* Natural language region descriptions:
_ _ _ _

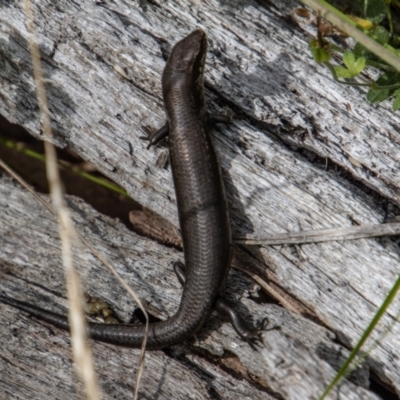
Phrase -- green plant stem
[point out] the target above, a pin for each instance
(379, 314)
(335, 77)
(350, 27)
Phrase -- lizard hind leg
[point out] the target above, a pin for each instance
(242, 327)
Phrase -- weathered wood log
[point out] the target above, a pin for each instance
(289, 111)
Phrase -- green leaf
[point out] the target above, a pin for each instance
(354, 67)
(373, 10)
(377, 96)
(348, 59)
(359, 65)
(360, 51)
(396, 103)
(380, 34)
(343, 72)
(320, 54)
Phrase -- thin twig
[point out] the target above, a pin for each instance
(325, 235)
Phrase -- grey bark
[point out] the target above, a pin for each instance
(288, 111)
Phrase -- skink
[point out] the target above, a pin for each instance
(202, 208)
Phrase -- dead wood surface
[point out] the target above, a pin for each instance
(288, 111)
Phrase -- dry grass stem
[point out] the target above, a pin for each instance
(325, 235)
(81, 350)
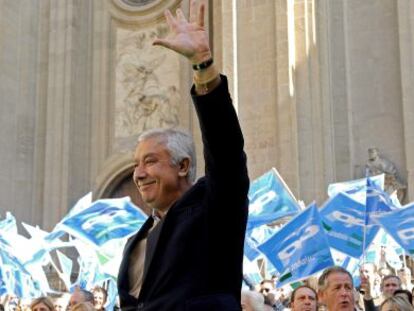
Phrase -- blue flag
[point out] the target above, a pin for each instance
(377, 201)
(343, 220)
(270, 199)
(300, 248)
(400, 225)
(254, 238)
(104, 220)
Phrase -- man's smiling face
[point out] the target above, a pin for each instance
(338, 295)
(158, 180)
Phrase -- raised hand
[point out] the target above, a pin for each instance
(188, 38)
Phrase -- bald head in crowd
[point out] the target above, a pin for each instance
(304, 298)
(80, 295)
(252, 301)
(336, 289)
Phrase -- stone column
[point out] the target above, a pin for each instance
(67, 141)
(406, 40)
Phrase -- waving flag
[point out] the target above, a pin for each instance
(254, 238)
(8, 224)
(356, 188)
(400, 225)
(104, 220)
(300, 248)
(377, 201)
(270, 199)
(343, 220)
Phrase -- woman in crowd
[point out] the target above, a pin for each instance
(42, 304)
(99, 298)
(396, 303)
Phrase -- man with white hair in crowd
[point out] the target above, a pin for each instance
(336, 289)
(304, 298)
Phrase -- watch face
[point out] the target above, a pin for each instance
(138, 2)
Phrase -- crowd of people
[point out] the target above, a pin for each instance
(175, 261)
(335, 290)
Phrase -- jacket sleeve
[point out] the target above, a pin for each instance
(225, 160)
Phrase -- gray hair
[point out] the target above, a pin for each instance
(323, 279)
(397, 303)
(87, 295)
(255, 299)
(180, 145)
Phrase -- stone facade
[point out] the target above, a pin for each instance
(315, 82)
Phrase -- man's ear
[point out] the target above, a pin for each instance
(320, 296)
(184, 167)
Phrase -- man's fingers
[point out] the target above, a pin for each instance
(200, 21)
(170, 19)
(193, 12)
(180, 15)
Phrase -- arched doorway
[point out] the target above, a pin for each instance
(126, 187)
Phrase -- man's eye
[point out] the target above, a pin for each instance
(150, 161)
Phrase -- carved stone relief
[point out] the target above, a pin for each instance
(146, 87)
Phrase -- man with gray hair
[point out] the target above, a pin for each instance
(189, 255)
(336, 289)
(252, 301)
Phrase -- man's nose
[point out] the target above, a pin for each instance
(139, 172)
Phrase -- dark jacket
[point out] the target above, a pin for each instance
(194, 255)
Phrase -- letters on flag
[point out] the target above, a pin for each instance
(300, 248)
(270, 199)
(343, 220)
(400, 225)
(104, 220)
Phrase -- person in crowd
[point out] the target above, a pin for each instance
(42, 304)
(61, 302)
(304, 298)
(267, 289)
(389, 285)
(252, 301)
(83, 306)
(175, 261)
(336, 289)
(80, 295)
(396, 303)
(369, 271)
(405, 276)
(405, 294)
(99, 296)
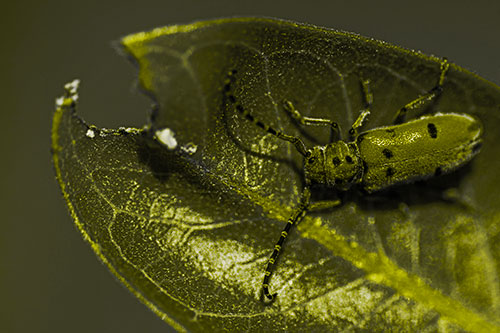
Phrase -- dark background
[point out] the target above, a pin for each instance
(50, 280)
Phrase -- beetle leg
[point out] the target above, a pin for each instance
(295, 114)
(228, 93)
(297, 215)
(368, 101)
(427, 98)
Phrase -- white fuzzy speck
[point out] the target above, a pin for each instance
(190, 148)
(72, 86)
(166, 136)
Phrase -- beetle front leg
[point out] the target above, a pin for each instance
(368, 101)
(295, 114)
(426, 98)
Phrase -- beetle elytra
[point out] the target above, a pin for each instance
(375, 159)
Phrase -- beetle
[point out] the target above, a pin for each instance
(376, 159)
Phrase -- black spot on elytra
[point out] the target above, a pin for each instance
(387, 153)
(391, 132)
(431, 128)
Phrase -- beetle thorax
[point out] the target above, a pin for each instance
(337, 165)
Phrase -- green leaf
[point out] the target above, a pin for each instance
(189, 230)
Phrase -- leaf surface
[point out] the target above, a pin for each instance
(189, 230)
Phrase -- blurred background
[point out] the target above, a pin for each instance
(50, 280)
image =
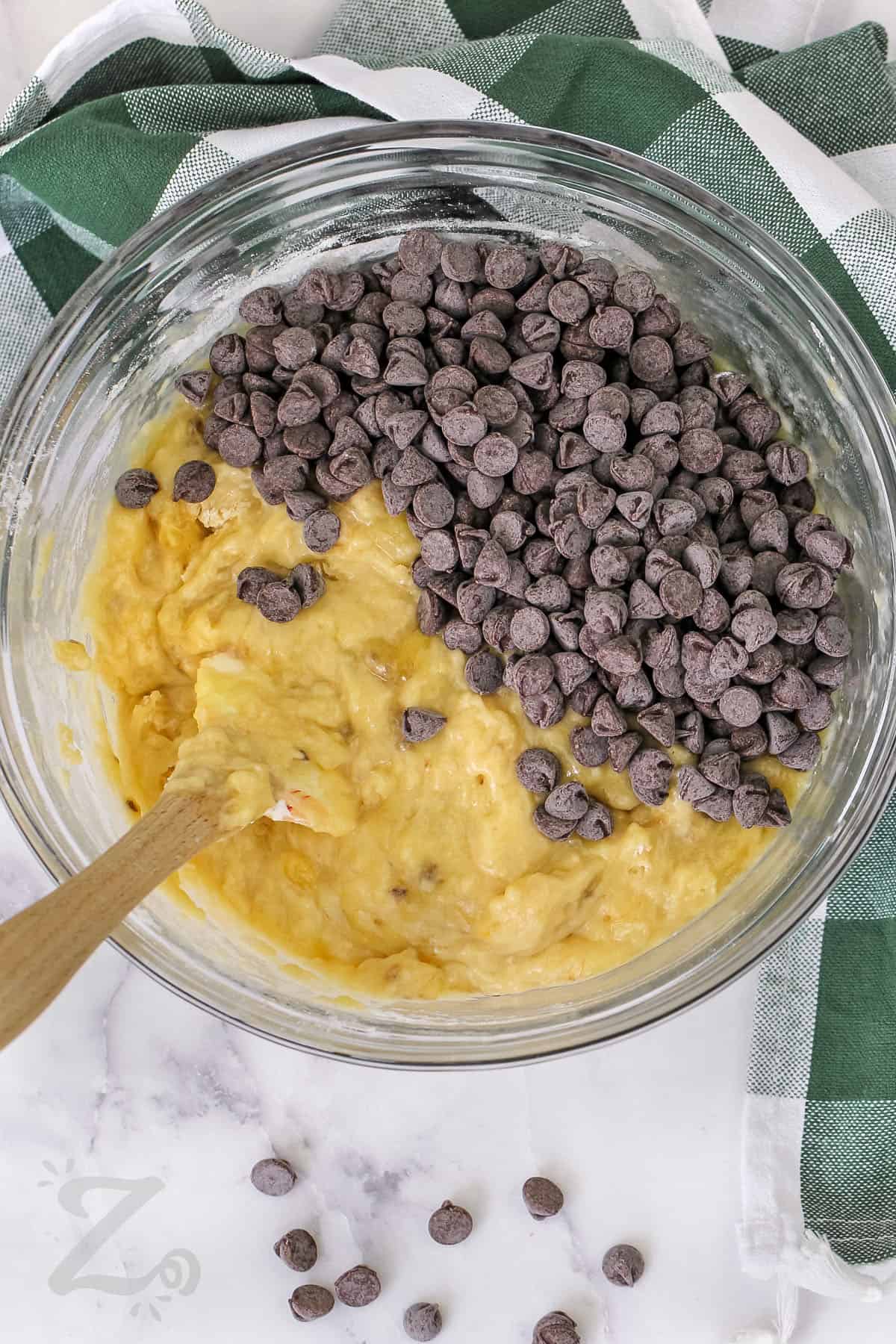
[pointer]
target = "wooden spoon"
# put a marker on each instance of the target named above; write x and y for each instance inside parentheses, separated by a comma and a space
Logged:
(42, 947)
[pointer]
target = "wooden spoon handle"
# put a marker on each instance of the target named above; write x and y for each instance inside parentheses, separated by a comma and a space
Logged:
(42, 947)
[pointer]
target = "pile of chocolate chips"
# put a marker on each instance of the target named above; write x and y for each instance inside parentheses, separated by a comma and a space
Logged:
(606, 523)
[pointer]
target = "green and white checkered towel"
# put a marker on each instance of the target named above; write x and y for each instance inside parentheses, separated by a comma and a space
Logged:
(149, 100)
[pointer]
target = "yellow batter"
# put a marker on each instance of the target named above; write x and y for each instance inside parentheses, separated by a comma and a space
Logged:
(418, 871)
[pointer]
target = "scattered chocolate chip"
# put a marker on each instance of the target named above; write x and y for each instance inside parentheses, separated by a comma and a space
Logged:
(622, 1265)
(450, 1225)
(297, 1250)
(541, 1198)
(311, 1301)
(358, 1287)
(422, 1322)
(273, 1176)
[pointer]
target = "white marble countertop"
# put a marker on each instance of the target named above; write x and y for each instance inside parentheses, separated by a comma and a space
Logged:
(121, 1092)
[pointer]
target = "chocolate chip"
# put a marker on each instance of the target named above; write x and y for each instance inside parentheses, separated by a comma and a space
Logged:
(750, 800)
(606, 719)
(474, 601)
(421, 252)
(193, 483)
(555, 1328)
(805, 584)
(680, 594)
(358, 1287)
(484, 672)
(741, 707)
(309, 584)
(279, 603)
(597, 823)
(833, 638)
(432, 613)
(803, 753)
(718, 806)
(450, 1225)
(297, 1250)
(659, 722)
(136, 487)
(553, 828)
(649, 774)
(546, 709)
(422, 1322)
(622, 1265)
(193, 386)
(421, 725)
(529, 629)
(311, 1301)
(227, 355)
(273, 1176)
(567, 803)
(541, 1198)
(588, 747)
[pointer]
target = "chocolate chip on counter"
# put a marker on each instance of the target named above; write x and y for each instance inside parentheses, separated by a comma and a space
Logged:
(320, 531)
(541, 1198)
(297, 1250)
(622, 1265)
(484, 672)
(136, 487)
(450, 1225)
(422, 1322)
(649, 774)
(555, 1328)
(421, 725)
(273, 1176)
(358, 1287)
(311, 1303)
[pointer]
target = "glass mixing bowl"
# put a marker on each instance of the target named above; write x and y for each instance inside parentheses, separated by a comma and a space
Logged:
(107, 366)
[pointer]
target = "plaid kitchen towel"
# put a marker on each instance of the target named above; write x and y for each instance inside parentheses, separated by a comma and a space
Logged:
(765, 104)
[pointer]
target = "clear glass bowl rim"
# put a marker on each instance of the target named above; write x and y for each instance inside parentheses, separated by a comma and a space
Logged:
(739, 953)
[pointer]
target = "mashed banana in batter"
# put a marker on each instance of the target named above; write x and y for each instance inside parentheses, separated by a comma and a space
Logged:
(415, 870)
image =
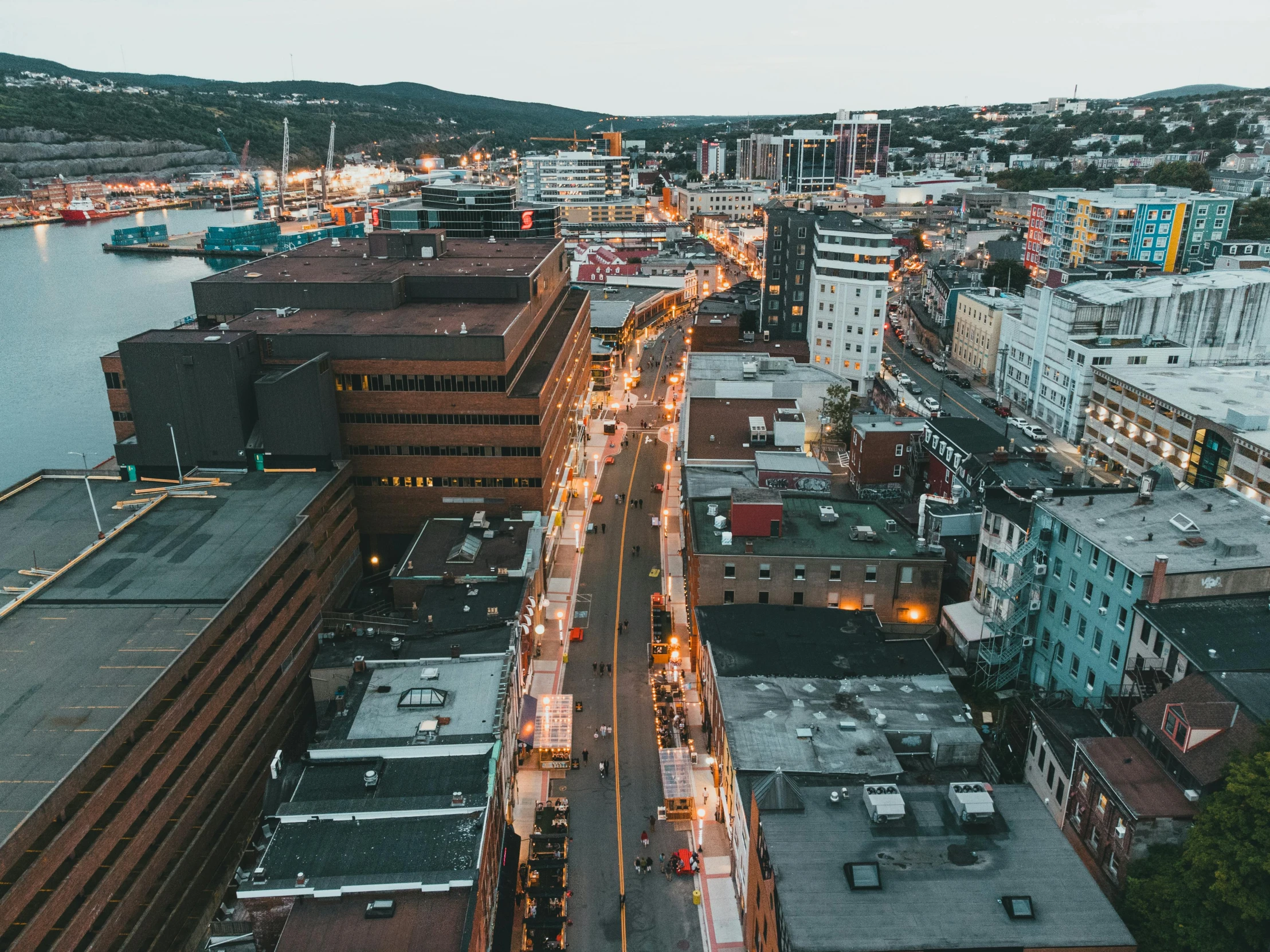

_ _ _ _

* WORK REQUIRED: Set down each entry above exactly as it appears. Omit the pictures.

* EXERCISE ANSWER:
Phrase -- green plant stem
[point out] the target above, a pin for each instance
(379, 314)
(335, 77)
(350, 27)
Phrase -- lizard hind leg
[point out] the target above, a pin for each instance
(242, 327)
Phrase -- weathered wood log
[point out] the target above, a pin for each instance
(289, 111)
Phrase -- green leaf
[point out] the target above, a pin for each instance
(354, 67)
(373, 10)
(377, 96)
(348, 59)
(359, 65)
(360, 51)
(396, 103)
(380, 34)
(343, 72)
(320, 54)
Phrase -- thin twig
[point out] the target above, a pin for each instance
(325, 235)
Phrase -- grey bark
[point out] the target above, a pin for each instance
(288, 111)
Phrase -- skink
[point out] the target above, a pin for each instance
(202, 208)
Phrase -- dead wood surface
[point out] the target above, a pin for each instance
(288, 111)
Phrase -- dry grass stem
[point out] the target above, a pin for each instance
(325, 235)
(81, 350)
Phrase -- blue flag
[point out] the target above, a pin for each instance
(377, 201)
(343, 220)
(270, 199)
(300, 248)
(400, 225)
(254, 238)
(104, 220)
Phrase -- man's smiling face
[point out] the target above, a pin for each instance
(338, 295)
(158, 180)
Phrase -- raised hand
[point out] the target above, a pin for each instance
(188, 38)
Phrase -- bald head in crowd
[point out] the target above, a pin for each instance
(304, 298)
(80, 295)
(252, 301)
(336, 289)
Phrase -- stone column
[point out] the target above, a pin for each instance
(67, 141)
(406, 40)
Phrase -- waving flag
[point out] the target above, a pin for each instance
(254, 238)
(8, 224)
(356, 188)
(400, 225)
(104, 220)
(300, 248)
(377, 201)
(270, 199)
(343, 220)
Phrase -- woman in crowd
[point out] the target above, a pin for each instance
(42, 304)
(99, 298)
(396, 303)
Phrase -- man with white hair in crowd
[point out] the target above, a pin for each instance
(336, 289)
(304, 298)
Phrase -- watch face
[point out] the target above, a pin for each instance
(138, 2)
Phrase -- crowd of people
[point out] the target above, a pin for each instance
(175, 261)
(335, 290)
Phrase -- jacket sleeve
[point out] the target above, a pin for each instance
(225, 160)
Phrase -- gray hair
[point out] the target above, a pin for each instance
(323, 279)
(397, 303)
(87, 295)
(255, 299)
(180, 145)
Phrase -- stone facade
[point out] the target above, a pin for each instance
(315, 82)
Phrase -- man's ear
[point out] the target above, a pin for each instance
(320, 296)
(184, 167)
Phrase -- man's fingers
[point out] the target above, a pin for each instance
(200, 21)
(170, 19)
(193, 12)
(180, 15)
Phrase -- arched doorway
[point out] the target above, a pin for each instance
(126, 187)
Phrase -- man's eye
[point out] the target above, a pin for each instance
(150, 161)
Phrase -- carved stone relief
[point out] the target above, a pin for each instance
(146, 87)
Phrase -- man with gray hair
[point out] the target above, a pin for each instance
(189, 255)
(336, 289)
(252, 301)
Phrase -- man's nose
[point out] the target above, a pin for each instance
(139, 172)
Phrase -- dark jacket
[point out] the target above, a pin for each instance
(194, 255)
Phrase -- letters on flag
[point out] the target above, a pin for each instance
(300, 248)
(270, 199)
(343, 220)
(400, 225)
(104, 220)
Phrase -- person in crowd
[point out] the target above, a pin for each instance
(42, 304)
(61, 302)
(304, 298)
(267, 289)
(389, 285)
(252, 301)
(83, 306)
(175, 261)
(336, 289)
(80, 295)
(396, 303)
(369, 271)
(405, 276)
(405, 294)
(99, 296)
Phrase -- dark background
[point out] the target above, a pin for each instance
(50, 280)
Phrase -- beetle leg
[point out] the target above, a pin for each instance
(295, 114)
(228, 93)
(297, 215)
(368, 101)
(427, 98)
Phrase -- white fuzzy speck
[point out] the target above, a pin for each instance
(190, 148)
(72, 86)
(166, 136)
Phrase -- beetle front leg
[point out] the target above, a pin for each instance
(368, 101)
(295, 114)
(426, 98)
Phrase -- beetle elytra
[point out] the target above, a pin for each instance
(375, 159)
Phrase -- beetle
[point out] the target above, a pin for each instance
(376, 159)
Phrase -- black spot on elytra
[point out] the target above, a pin for each instance
(387, 153)
(391, 132)
(431, 128)
Phrase -- beetle thorax
[point out] the target above, a pin for each instance
(337, 165)
Phrase -- green leaf
[point out] the target above, a pin for each instance
(189, 230)
Phrase -- leaf surface
[point out] the target above, a pin for each instance
(189, 230)
Phrase -- blurred background
[point out] the target above, a pin for each instance
(50, 280)
image =
[pointer]
target = "wooden spoon"
# put a marker on each instance of the target named above; write x and y for each instance inside parentheses, separated by a comma and a space
Logged:
(42, 947)
[pointer]
target = "wooden spoon handle"
# put a marker on each instance of the target named above; write x and y for each instance inside parentheses, separated by a comma and a space
Logged:
(42, 947)
[pointer]
target = "pile of chocolate chips"
# put a marker on each instance of the target named above; write x and y for each instance inside parentheses, separated by a comma and a space
Logged:
(606, 523)
[pointer]
target = "green and white checkered towel"
# put a marker on each instance of the target named above; write x and y for each instance inside parentheses, separated by a comma and a space
Logged:
(149, 100)
[pointer]
target = "yellow batter"
# put a marker on each instance of the target named above; write x and y for each instance inside parentheses, separated by a comma and a space
Logged:
(418, 871)
[pointer]
target = "scattered chocolate chip"
# put a marker on each instance of the target named above; write x and y for each instance inside parentheses, separated by a comma and a space
Logged:
(622, 1265)
(450, 1225)
(297, 1250)
(541, 1198)
(311, 1301)
(358, 1287)
(422, 1322)
(273, 1176)
[pointer]
target = "white marble countertop"
# put a marker on each instance of the target named above; write x and y for each instance inside parentheses, separated by a comma and a space
Logged:
(121, 1092)
[pointer]
target = "chocolate chip"
# put a marker on each instance of the target named above; write x and y for each instance inside parentheses, separated by a comma and a space
Logged:
(750, 800)
(606, 719)
(474, 601)
(421, 252)
(193, 483)
(555, 1328)
(805, 584)
(680, 594)
(358, 1287)
(484, 672)
(741, 707)
(309, 584)
(279, 603)
(597, 823)
(833, 638)
(432, 613)
(803, 753)
(718, 806)
(450, 1225)
(297, 1250)
(659, 722)
(136, 487)
(553, 828)
(649, 774)
(546, 709)
(422, 1322)
(622, 1265)
(193, 386)
(421, 725)
(529, 629)
(311, 1301)
(227, 355)
(273, 1176)
(567, 803)
(541, 1198)
(588, 747)
[pointer]
target = "chocolate chip on counter"
# put a marker on each instance of the target named above; write x and y for each instance inside parentheses, separated by a comma and a space
Logged:
(320, 531)
(541, 1198)
(297, 1250)
(622, 1265)
(484, 672)
(136, 487)
(450, 1225)
(422, 1322)
(649, 774)
(555, 1328)
(421, 725)
(273, 1176)
(358, 1287)
(311, 1303)
[pointer]
target = "glass mixing bowl"
# put a marker on each instance of the target named above; write x and y for each instance inside parentheses, separated by a comma and a space
Logged:
(107, 366)
[pointer]
target = "plaid kitchen towel"
# put a marker on each instance of the target named above; write x and y for each instance inside parentheses, separated by a comma and a space
Logged:
(765, 104)
[pointer]
target = "clear glass bowl rim"
# put a marker on each instance of the target named above; write x and y for each instance inside parentheses, separated by a comma and a space
Logged:
(739, 953)
[pointer]
target = "mashed banana in batter"
# put a marker on each instance of the target named above; write x and y for each instance inside parentheses, separated by a comma and a space
Logged:
(415, 870)
image =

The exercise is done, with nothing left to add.